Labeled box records
<<<<
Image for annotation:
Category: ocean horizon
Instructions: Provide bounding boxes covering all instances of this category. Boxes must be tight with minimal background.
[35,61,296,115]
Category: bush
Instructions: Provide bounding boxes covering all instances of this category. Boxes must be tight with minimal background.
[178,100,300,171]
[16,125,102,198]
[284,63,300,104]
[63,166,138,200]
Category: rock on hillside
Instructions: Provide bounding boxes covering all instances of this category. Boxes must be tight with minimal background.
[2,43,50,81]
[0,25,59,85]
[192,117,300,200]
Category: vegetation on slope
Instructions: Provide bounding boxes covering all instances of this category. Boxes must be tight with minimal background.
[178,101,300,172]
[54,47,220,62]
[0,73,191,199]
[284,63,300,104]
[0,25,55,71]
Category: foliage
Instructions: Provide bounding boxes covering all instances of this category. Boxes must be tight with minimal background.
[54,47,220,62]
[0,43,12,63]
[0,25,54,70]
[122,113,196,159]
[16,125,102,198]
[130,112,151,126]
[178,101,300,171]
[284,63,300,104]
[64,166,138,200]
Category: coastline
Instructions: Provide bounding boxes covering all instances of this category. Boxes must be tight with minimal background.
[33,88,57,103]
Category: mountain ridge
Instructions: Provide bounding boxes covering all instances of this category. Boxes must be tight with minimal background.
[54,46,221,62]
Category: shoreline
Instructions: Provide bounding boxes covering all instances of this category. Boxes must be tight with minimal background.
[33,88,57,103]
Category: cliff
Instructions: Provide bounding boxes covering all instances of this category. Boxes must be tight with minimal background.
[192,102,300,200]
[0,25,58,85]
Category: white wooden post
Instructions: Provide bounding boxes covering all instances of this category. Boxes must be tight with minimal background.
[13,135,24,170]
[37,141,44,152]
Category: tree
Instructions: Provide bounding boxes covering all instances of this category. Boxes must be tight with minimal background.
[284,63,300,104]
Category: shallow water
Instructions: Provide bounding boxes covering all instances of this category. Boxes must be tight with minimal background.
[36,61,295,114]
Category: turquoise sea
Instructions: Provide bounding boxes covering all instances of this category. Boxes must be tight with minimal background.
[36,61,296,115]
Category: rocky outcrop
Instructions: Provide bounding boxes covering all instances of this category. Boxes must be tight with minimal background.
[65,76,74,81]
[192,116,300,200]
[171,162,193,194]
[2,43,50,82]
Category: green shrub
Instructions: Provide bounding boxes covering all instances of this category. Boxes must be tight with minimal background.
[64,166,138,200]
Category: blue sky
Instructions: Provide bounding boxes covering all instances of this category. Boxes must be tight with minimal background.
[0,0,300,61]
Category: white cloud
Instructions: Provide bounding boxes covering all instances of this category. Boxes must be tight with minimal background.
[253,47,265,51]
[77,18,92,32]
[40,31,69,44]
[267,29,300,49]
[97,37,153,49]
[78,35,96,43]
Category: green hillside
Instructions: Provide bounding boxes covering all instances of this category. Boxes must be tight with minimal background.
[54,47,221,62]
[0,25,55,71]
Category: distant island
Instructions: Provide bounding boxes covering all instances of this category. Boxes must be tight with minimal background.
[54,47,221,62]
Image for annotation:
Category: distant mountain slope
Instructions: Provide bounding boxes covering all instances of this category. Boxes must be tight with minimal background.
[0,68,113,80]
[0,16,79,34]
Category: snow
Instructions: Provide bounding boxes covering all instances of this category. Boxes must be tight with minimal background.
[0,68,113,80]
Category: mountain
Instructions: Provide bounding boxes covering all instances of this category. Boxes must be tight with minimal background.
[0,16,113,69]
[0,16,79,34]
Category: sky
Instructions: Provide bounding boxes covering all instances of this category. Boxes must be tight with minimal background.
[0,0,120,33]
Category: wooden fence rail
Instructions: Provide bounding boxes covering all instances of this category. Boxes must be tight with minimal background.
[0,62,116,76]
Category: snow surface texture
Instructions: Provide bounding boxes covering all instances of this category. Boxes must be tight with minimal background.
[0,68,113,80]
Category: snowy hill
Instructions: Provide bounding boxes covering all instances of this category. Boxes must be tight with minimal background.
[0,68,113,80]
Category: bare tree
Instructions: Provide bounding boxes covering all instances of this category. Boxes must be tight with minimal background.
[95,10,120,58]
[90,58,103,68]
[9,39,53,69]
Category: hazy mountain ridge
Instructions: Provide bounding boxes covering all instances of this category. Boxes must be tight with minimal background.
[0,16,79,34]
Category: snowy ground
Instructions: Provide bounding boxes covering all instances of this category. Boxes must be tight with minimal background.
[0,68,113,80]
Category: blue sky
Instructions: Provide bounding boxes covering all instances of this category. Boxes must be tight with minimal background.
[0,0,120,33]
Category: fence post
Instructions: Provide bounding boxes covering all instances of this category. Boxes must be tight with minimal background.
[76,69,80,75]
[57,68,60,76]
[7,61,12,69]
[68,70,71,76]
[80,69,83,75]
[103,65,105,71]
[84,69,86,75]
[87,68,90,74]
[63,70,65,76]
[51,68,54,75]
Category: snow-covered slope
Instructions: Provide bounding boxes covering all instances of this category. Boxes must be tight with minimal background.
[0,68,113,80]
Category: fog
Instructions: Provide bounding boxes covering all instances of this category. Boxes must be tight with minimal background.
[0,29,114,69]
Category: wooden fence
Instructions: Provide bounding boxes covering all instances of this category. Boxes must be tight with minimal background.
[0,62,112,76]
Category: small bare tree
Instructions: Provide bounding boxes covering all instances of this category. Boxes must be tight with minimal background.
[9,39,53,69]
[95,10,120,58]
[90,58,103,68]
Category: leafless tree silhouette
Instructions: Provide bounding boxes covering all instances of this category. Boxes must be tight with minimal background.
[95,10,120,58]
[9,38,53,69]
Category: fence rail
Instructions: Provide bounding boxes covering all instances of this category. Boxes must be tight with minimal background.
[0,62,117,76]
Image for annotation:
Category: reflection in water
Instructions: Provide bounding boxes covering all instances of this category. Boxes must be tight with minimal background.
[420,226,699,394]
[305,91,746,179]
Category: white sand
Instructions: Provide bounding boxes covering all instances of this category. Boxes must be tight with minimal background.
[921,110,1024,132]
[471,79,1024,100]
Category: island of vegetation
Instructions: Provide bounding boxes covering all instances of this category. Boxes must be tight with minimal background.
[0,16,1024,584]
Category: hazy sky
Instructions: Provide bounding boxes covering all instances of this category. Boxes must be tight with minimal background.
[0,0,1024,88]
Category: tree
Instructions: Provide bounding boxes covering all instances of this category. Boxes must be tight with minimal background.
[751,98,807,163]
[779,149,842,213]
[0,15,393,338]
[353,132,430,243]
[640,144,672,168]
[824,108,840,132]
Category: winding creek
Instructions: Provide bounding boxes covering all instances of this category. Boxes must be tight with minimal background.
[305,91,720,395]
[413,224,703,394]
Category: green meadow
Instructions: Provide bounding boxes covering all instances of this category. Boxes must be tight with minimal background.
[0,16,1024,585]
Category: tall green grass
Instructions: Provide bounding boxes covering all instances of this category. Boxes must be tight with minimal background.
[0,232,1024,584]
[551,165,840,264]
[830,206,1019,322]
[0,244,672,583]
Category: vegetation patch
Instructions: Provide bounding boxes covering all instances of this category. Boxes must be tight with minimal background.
>>>>
- _Given problem_
Render every line of the listing as a Markdown table with the columns Row and Line, numbering each row and skipping any blank lines.

- _Answer for this exercise_
| Row | Line |
|---|---|
| 1 | Image for annotation: |
| 2 | Category: ocean horizon |
| 3 | Instructions: Provide bounding boxes covering all instances of this category. Boxes must be tight with minimal background. |
| 4 | [35,61,296,115] |
| 5 | Category: bush |
| 6 | Instructions: Provide bounding boxes covering all instances of this category. Boxes must be tight with minimal background. |
| 7 | [178,100,300,171] |
| 8 | [16,125,102,198] |
| 9 | [284,63,300,104] |
| 10 | [63,166,138,200] |
| 11 | Category: rock on hillside |
| 12 | Instructions: Provide bounding boxes covering all instances of this category. Boxes must be tight with minimal background. |
| 13 | [2,43,50,81] |
| 14 | [0,25,59,85] |
| 15 | [192,117,300,200] |
| 16 | Category: vegetation on slope |
| 17 | Instructions: Provide bounding boxes covering all instances of this category. Boxes must be tight with minimal background. |
| 18 | [178,101,300,172] |
| 19 | [54,47,220,62] |
| 20 | [0,73,191,199] |
| 21 | [284,63,300,104] |
| 22 | [0,25,55,71] |
| 23 | Category: foliage |
| 24 | Instructions: Provide bounding boxes covering all instances of this category. Boxes must be tight with minimal background. |
| 25 | [54,47,220,62] |
| 26 | [0,43,12,63] |
| 27 | [0,25,54,70] |
| 28 | [122,113,196,159] |
| 29 | [16,125,102,198] |
| 30 | [130,112,151,126] |
| 31 | [178,101,300,171] |
| 32 | [284,63,300,104] |
| 33 | [64,166,138,200] |
| 34 | Category: coastline |
| 35 | Instructions: Provide bounding boxes covering all instances of this category. Boxes must be tight with minimal background. |
| 36 | [33,88,57,103] |
| 37 | Category: mountain ridge |
| 38 | Instructions: Provide bounding boxes covering all instances of this category. Boxes must be tight with minimal background. |
| 39 | [54,46,221,62] |
| 40 | Category: shoreline |
| 41 | Instructions: Provide bounding boxes covering all instances of this category. Boxes must be tight with minimal background. |
| 42 | [33,88,57,103] |
| 43 | Category: cliff |
| 44 | Instructions: Provide bounding boxes covering all instances of this category. Boxes must be tight with minimal background. |
| 45 | [192,102,300,200] |
| 46 | [0,25,58,85] |
| 47 | Category: white wooden post |
| 48 | Instructions: Provide bounding boxes covering all instances of this category. Boxes must be tight with minimal background. |
| 49 | [13,135,24,170] |
| 50 | [37,141,44,152] |
| 51 | Category: tree |
| 52 | Instructions: Provide bounding boxes covering all instances of this category. Boxes must be tight with minimal background. |
| 53 | [284,63,300,104] |
| 54 | Category: shallow water |
| 55 | Instructions: Provide bounding boxes covering all instances of this category. Boxes must be tight with minimal background. |
| 56 | [36,61,295,114] |
| 57 | Category: turquoise sea |
| 58 | Instructions: Provide bounding boxes covering all instances of this category. Boxes must be tight with minimal background. |
| 59 | [36,61,296,115] |
| 60 | Category: rocky outcrop |
| 61 | Instructions: Provide bounding boxes covering all instances of this category. Boxes must be tight with minimal background. |
| 62 | [65,76,74,81] |
| 63 | [192,116,300,200] |
| 64 | [171,162,193,194] |
| 65 | [2,43,50,82] |
| 66 | Category: green shrub |
| 67 | Instructions: Provide bounding boxes covering all instances of this category. Boxes must be tight with minimal background. |
| 68 | [64,166,138,200] |
| 69 | Category: blue sky |
| 70 | Instructions: Provide bounding boxes covering all instances of this category. Boxes must be tight with minimal background. |
| 71 | [0,0,300,61] |
| 72 | Category: white cloud |
| 73 | Instructions: Provide bounding boxes covering all instances of this category. Boxes must be tight with minimal background. |
| 74 | [253,47,265,51] |
| 75 | [77,18,92,32] |
| 76 | [40,31,69,44] |
| 77 | [267,29,300,49] |
| 78 | [97,37,153,49] |
| 79 | [78,35,96,43] |
| 80 | Category: green hillside |
| 81 | Instructions: Provide bounding boxes covering all instances of this category. Boxes must be tight with minimal background. |
| 82 | [54,47,221,62] |
| 83 | [0,25,55,71] |
| 84 | Category: distant island |
| 85 | Instructions: Provide bounding boxes covering all instances of this category. Boxes must be tight with minimal background. |
| 86 | [54,47,221,62] |
| 87 | Image for annotation: |
| 88 | Category: distant mountain slope |
| 89 | Instructions: Provide bounding boxes covering all instances of this category. Boxes must be tight with minimal background. |
| 90 | [0,68,113,80] |
| 91 | [0,16,79,34] |
| 92 | Category: snow |
| 93 | Instructions: Provide bounding boxes covering all instances of this category. Boxes must be tight with minimal background. |
| 94 | [0,68,113,80] |
| 95 | Category: mountain |
| 96 | Instructions: Provide bounding boxes covering all instances of this category. Boxes must be tight with minimal background. |
| 97 | [0,16,113,69] |
| 98 | [0,16,79,34] |
| 99 | Category: sky |
| 100 | Instructions: Provide bounding boxes covering all instances of this category. Boxes must be tight with minimal background. |
| 101 | [0,0,120,33] |
| 102 | Category: wooden fence rail |
| 103 | Instructions: Provide bounding boxes covering all instances of this category. Boxes must be tight with minimal background. |
| 104 | [0,62,116,76] |
| 105 | Category: snow surface texture |
| 106 | Instructions: Provide bounding boxes covering all instances of this category. Boxes must be tight with minimal background. |
| 107 | [0,68,113,80] |
| 108 | Category: snowy hill |
| 109 | Instructions: Provide bounding boxes covering all instances of this category. Boxes must be tight with minimal background. |
| 110 | [0,68,113,80] |
| 111 | Category: bare tree |
| 112 | Instructions: Provide bounding boxes covering all instances of this category. Boxes must be tight with minimal background. |
| 113 | [95,10,120,58] |
| 114 | [90,58,103,68] |
| 115 | [9,39,53,69] |
| 116 | Category: hazy mountain ridge |
| 117 | Instructions: Provide bounding boxes covering all instances of this category. Boxes must be tight with minimal background. |
| 118 | [0,16,79,34] |
| 119 | Category: snowy ground |
| 120 | Instructions: Provide bounding boxes covering all instances of this category. Boxes must be tight with minimal background. |
| 121 | [0,68,113,80] |
| 122 | Category: blue sky |
| 123 | Instructions: Provide bounding boxes covering all instances of this category. Boxes must be tight with minimal background. |
| 124 | [0,0,120,33] |
| 125 | Category: fence post |
| 126 | Instructions: Provide bounding boxes covering all instances of this category. Boxes must be tight with minimal background. |
| 127 | [76,69,80,75] |
| 128 | [57,68,60,76] |
| 129 | [7,61,12,69] |
| 130 | [68,70,71,76] |
| 131 | [80,69,83,75] |
| 132 | [103,65,105,71] |
| 133 | [84,69,86,75] |
| 134 | [87,68,90,74] |
| 135 | [63,70,65,76] |
| 136 | [51,68,54,75] |
| 137 | Category: snow-covered slope |
| 138 | Instructions: Provide bounding boxes covering all instances of this category. Boxes must be tight with minimal background. |
| 139 | [0,68,113,80] |
| 140 | Category: fog |
| 141 | Instructions: Provide bounding boxes covering all instances of this category. Boxes must be tight with minimal background. |
| 142 | [0,29,114,69] |
| 143 | Category: wooden fence |
| 144 | Instructions: Provide bounding boxes covering all instances of this category. Boxes must be tight with minimal background. |
| 145 | [0,62,112,76] |
| 146 | Category: small bare tree |
| 147 | Instructions: Provide bounding boxes covering all instances of this category. Boxes must be tight with minimal background. |
| 148 | [9,39,53,69] |
| 149 | [95,10,120,58] |
| 150 | [90,58,103,68] |
| 151 | Category: leafless tree silhouette |
| 152 | Instructions: Provide bounding boxes covering all instances of this category. Boxes must be tight with minimal background. |
| 153 | [95,10,120,58] |
| 154 | [9,38,53,69] |
| 155 | Category: fence rail |
| 156 | Instructions: Provide bounding boxes covering all instances of this category. Boxes must be tight with minimal background. |
| 157 | [0,62,117,76] |
| 158 | Image for annotation: |
| 159 | Category: reflection in water |
| 160 | Instructions: Provide bounding boxes covering all instances of this category. Boxes must be tight with minimal background. |
| 161 | [420,226,699,394] |
| 162 | [305,91,746,179] |
| 163 | Category: white sand |
| 164 | Instructions: Provide bounding boxes covering all instances of this category. Boxes must be tight with minimal background. |
| 165 | [921,110,1024,132] |
| 166 | [471,79,1024,100] |
| 167 | Category: island of vegetation |
| 168 | Instructions: Provide bounding boxes covering all instances of this category. Boxes must be tight with minimal background. |
| 169 | [0,16,1024,584] |
| 170 | Category: hazy sky |
| 171 | Instructions: Provide bounding boxes covering all instances of this category. Boxes must be tight with minimal background. |
| 172 | [0,0,1024,88] |
| 173 | Category: tree |
| 174 | Instructions: Provide bounding boxes covering all instances of this category. Boxes must be tight with minimal background. |
| 175 | [751,98,807,163] |
| 176 | [779,149,842,213] |
| 177 | [0,15,393,338] |
| 178 | [353,132,430,243] |
| 179 | [640,144,672,168] |
| 180 | [824,108,840,132] |
| 181 | Category: winding creek |
| 182 | Instructions: Provide bounding boxes covering all instances of this category. Boxes must be tight with minimal background. |
| 183 | [305,91,720,395] |
| 184 | [413,224,703,394] |
| 185 | Category: green meadow |
| 186 | Instructions: Provide bounding boxes covering all instances of this category. Boxes must be tight with minimal background. |
| 187 | [0,16,1024,585] |
| 188 | Category: tall green grass |
| 189 | Instructions: Provide bounding boxes covering all instances of this category. Boxes must be tight with minimal background. |
| 190 | [0,232,1024,584] |
| 191 | [551,165,840,264] |
| 192 | [830,206,1019,322] |
| 193 | [0,244,672,583] |
| 194 | Category: vegetation patch |
| 195 | Instructions: Provide bounding boxes covering all instances of this category. Boxes must be tight with minimal background. |